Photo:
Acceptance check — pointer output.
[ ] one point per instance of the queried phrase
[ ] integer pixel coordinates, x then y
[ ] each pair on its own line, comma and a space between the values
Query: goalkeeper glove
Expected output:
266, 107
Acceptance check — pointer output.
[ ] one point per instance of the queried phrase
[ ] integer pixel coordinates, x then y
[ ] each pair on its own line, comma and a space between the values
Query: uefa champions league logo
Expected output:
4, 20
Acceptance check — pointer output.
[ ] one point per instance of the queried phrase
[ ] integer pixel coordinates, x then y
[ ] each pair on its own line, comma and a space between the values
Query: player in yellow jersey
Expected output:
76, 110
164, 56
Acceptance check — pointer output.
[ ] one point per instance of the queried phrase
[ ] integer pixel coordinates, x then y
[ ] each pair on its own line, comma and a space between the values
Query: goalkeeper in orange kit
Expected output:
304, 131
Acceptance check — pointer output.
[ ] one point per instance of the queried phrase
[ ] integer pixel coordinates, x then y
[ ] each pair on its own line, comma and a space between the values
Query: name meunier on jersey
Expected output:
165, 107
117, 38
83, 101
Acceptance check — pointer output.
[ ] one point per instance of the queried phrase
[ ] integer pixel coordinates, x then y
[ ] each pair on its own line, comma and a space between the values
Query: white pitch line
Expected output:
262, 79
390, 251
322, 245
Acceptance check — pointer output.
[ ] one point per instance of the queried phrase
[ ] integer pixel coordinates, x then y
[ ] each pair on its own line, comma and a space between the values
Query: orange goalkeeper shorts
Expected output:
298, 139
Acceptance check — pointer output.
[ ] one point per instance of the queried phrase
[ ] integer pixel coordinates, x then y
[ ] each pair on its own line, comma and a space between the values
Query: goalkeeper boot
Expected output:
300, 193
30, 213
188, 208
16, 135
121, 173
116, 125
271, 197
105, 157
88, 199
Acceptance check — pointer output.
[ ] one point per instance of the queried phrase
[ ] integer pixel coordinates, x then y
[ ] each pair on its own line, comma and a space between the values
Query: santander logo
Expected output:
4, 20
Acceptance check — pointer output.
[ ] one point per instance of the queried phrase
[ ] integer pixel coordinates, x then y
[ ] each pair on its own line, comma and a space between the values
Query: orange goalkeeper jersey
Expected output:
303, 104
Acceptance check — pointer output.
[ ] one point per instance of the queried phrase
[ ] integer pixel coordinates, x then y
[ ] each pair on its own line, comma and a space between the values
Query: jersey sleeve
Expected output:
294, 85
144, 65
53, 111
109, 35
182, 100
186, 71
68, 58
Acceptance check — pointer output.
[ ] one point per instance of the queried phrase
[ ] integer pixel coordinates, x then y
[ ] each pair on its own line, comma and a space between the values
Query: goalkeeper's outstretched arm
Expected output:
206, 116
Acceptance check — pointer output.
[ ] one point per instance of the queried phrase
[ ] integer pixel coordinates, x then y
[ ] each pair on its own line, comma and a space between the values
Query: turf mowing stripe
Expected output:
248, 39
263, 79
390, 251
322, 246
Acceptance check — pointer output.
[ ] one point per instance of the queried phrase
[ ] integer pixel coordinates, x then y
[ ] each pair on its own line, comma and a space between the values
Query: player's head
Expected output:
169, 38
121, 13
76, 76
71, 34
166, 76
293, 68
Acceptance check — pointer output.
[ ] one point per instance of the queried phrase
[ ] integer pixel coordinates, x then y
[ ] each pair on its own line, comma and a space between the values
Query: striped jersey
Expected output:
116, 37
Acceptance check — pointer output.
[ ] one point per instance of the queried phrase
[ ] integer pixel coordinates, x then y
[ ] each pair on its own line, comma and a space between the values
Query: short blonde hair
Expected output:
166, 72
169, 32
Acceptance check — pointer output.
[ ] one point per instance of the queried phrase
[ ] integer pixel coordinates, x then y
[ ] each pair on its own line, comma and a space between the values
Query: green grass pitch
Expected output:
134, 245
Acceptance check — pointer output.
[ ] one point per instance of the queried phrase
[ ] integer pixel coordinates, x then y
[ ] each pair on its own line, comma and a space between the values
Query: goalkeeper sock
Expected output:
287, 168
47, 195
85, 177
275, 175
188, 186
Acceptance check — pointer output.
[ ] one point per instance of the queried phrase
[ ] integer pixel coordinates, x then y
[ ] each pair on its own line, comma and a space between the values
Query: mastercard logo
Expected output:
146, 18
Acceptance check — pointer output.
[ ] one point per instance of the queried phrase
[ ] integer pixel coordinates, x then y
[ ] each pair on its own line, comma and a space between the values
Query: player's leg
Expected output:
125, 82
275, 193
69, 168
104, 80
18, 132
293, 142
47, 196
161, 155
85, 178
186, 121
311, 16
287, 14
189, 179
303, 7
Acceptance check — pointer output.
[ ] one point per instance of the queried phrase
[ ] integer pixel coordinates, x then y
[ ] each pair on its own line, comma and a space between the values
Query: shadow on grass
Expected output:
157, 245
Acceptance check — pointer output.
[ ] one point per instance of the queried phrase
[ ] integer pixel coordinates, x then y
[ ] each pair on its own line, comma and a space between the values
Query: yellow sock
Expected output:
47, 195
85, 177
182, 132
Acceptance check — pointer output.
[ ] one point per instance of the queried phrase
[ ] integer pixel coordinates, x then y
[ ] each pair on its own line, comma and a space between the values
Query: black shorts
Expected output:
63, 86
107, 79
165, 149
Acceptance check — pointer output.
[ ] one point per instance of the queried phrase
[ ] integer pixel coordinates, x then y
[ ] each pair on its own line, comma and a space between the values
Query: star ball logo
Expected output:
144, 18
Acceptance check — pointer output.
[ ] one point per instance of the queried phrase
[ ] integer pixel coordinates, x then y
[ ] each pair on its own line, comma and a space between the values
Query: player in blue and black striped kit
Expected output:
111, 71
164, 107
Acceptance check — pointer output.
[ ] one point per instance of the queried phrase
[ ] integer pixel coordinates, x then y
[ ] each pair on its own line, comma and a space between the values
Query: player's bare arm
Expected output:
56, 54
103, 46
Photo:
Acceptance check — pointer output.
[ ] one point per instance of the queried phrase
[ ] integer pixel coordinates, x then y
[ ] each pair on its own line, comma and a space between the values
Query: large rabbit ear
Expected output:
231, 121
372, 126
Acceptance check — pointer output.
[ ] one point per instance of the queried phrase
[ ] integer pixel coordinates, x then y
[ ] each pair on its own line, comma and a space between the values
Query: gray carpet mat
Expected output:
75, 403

○ ○ ○ ○ ○ ○ ○

All of the material above needs to be retyped word for word.

Photo:
Acceptance check — pointer output.
[ ] one point per instance of the queried phrase
[ ] integer pixel coordinates, x then y
[ ] each pair on its own line, comma and a space between the values
Query: goalkeeper glove
Expected output:
266, 107
Acceptance check — pointer output.
[ ] one point per instance of the queried phrase
[ ] integer pixel coordinates, x then y
[ ] each pair on its own line, comma and a space between the values
Query: uefa champions league logo
Expected output:
4, 20
Acceptance check — pointer output.
[ ] one point per instance of the queried phrase
[ ] integer pixel coordinates, x then y
[ ] each pair on its own line, comma and a space between the values
Query: player in yellow jersey
Expected output:
76, 110
164, 56
Acceptance check — pointer output.
[ ] one point per instance of the queried phrase
[ ] integer pixel coordinates, x then y
[ ] each pair on its own line, comma and a space between the values
Query: goalkeeper in orange kit
Expected output:
304, 131
Acceptance check — pointer output.
[ ] one point per instance of the queried phrase
[ ] integer pixel coordinates, x then y
[ ] each pair on its own line, comma and a space between the values
Query: name meunier on jersey
Expected output:
165, 107
117, 38
83, 101
Acceptance check — pointer output.
[ ] one point per instance of the queried phrase
[ ] integer pixel coordinates, x then y
[ ] each pair on its own line, comma and a space between the values
Query: white pitch line
Expected output:
262, 79
390, 251
322, 245
Acceptance check — pointer output.
[ ] one point per instance of the queried phrase
[ ] integer pixel coordinates, x then y
[ ] each pair on its own line, comma and a space between the values
Query: orange goalkeeper shorts
Expected output:
298, 139
Acceptance check — pointer output.
[ ] one point per instance of the queried phrase
[ ] integer pixel coordinates, x then y
[ ] each pair on its own line, comma and a space between the values
Query: goalkeeper boot
Expected output:
300, 193
30, 213
188, 208
16, 135
121, 173
116, 125
271, 197
105, 157
88, 199
Acceptance check — pointer output.
[ ] one point per instance of the queried phrase
[ ] integer pixel coordinates, x then y
[ ] each pair on its own line, comma and a space between the values
Query: santander logo
Expected output:
4, 20
Acceptance check — pointer output.
[ ] one point per instance of the queried phrase
[ ] integer pixel coordinates, x then y
[ ] each pair on its own line, comma and a space between the values
Query: orange goalkeeper jersey
Expected output:
303, 104
Acceptance check — pointer output.
[ ] one point per instance of the queried phrase
[ ] integer pixel coordinates, x then y
[ ] each pair on its own line, comma and a space between the values
Query: jersey sleeve
Expected output:
294, 85
144, 65
53, 111
109, 35
182, 100
186, 71
68, 58
Acceptance check — pointer output.
[ ] one point per instance of the queried phrase
[ ] integer pixel coordinates, x then y
[ ] each pair on its own line, comma and a space between the values
Query: goalkeeper's outstretched arm
Expected output:
206, 116
Acceptance check — pointer output.
[ ] one point per instance of the queried phrase
[ ] integer pixel coordinates, x then y
[ ] each pair on its own line, comma and a space between the values
Query: turf mowing stripe
Expected output:
248, 39
263, 79
390, 251
322, 246
Acceptance check — pointer output.
[ ] one point per instance of the queried phrase
[ ] integer pixel coordinates, x then y
[ ] each pair on its own line, comma and a space between the values
Query: player's head
Expected output:
169, 38
121, 13
76, 76
71, 34
166, 76
293, 68
Acceptance check — pointer output.
[ ] one point per instance of the queried phrase
[ ] integer pixel coordinates, x then y
[ ] each pair on its own line, comma and a space between the values
Query: striped jersey
Expected output:
116, 37
Acceptance check — pointer output.
[ ] one point per instance of the queried phrase
[ ] integer pixel coordinates, x then y
[ ] each pair on its own line, comma and a space between the values
Query: short blonde hair
Expected output:
166, 72
169, 32
Acceptance check — pointer output.
[ ] one point per instance of the queried phrase
[ ] integer pixel coordinates, x then y
[ ] each pair on its own line, comma and a space between the values
Query: green grass pitch
Expected output:
134, 245
Acceptance check — pointer output.
[ ] one point per instance of the queried phrase
[ ] integer pixel coordinates, x then y
[ ] each pair on its own line, comma and a space between the values
Query: goalkeeper sock
Expected output:
287, 168
47, 195
85, 177
275, 175
188, 186
Acceptance check — pointer output.
[ ] one point per instance of the queried phrase
[ ] integer pixel coordinates, x then y
[ ] each pair on its own line, comma and a space between the values
Query: mastercard logo
Expected output:
146, 18
Acceptance check — pointer output.
[ ] one point per instance of the queried phrase
[ ] integer pixel coordinates, x then y
[ ] each pair on its own line, comma and a space between the values
Query: player's leg
Expected output:
125, 82
275, 193
69, 168
104, 80
18, 132
293, 142
47, 196
161, 155
85, 178
186, 121
311, 16
287, 14
189, 179
303, 7
Acceptance check — pointer output.
[ ] one point per instance of the queried phrase
[ ] integer pixel coordinates, x then y
[ ] each pair on its own line, comma and a space between the values
Query: shadow on grass
Expected output:
157, 245
Acceptance check — pointer output.
[ ] one point per instance of the queried phrase
[ ] integer pixel coordinates, x then y
[ ] each pair on its own line, comma and a space between the values
Query: yellow sock
Expected output:
47, 195
85, 177
182, 132
Acceptance check — pointer output.
[ ] one point per instance of the queried phrase
[ ] integer pixel coordinates, x then y
[ ] each pair on its own line, comma and a space between the values
Query: black shorts
Expected output:
63, 86
107, 79
165, 149
Acceptance check — pointer output.
[ ] one point per instance of the queried phrase
[ ] integer pixel coordinates, x then y
[ ] each pair on its own line, comma and a space between the values
Query: star ball logo
Expected output:
144, 18
Acceptance check — pointer output.
[ ] one point per instance of the queried phrase
[ ] integer pixel coordinates, x then y
[ ] each pair on its own line, comma and a space between the values
Query: player in blue and black striped kit
Expected output:
111, 71
164, 107
Acceptance check — pointer output.
[ ] one point per instance of the queried phrase
[ ] integer pixel coordinates, x then y
[ ] each pair on its own line, comma and a space between the values
Query: player's bare arm
Expected output:
56, 54
103, 46
Photo:
Acceptance check — pointer output.
[ ] one point per instance of the queried phrase
[ ] integer pixel coordinates, x then y
[ ] each pair on its own line, comma and a space between the values
Query: large rabbit ear
Expected output:
231, 121
372, 126
Acceptance check — pointer output.
[ ] one point per instance of the queried phrase
[ ] integer pixel coordinates, x then y
[ ] each pair on its own line, comma and a space between the values
Query: gray carpet mat
Expected output:
75, 403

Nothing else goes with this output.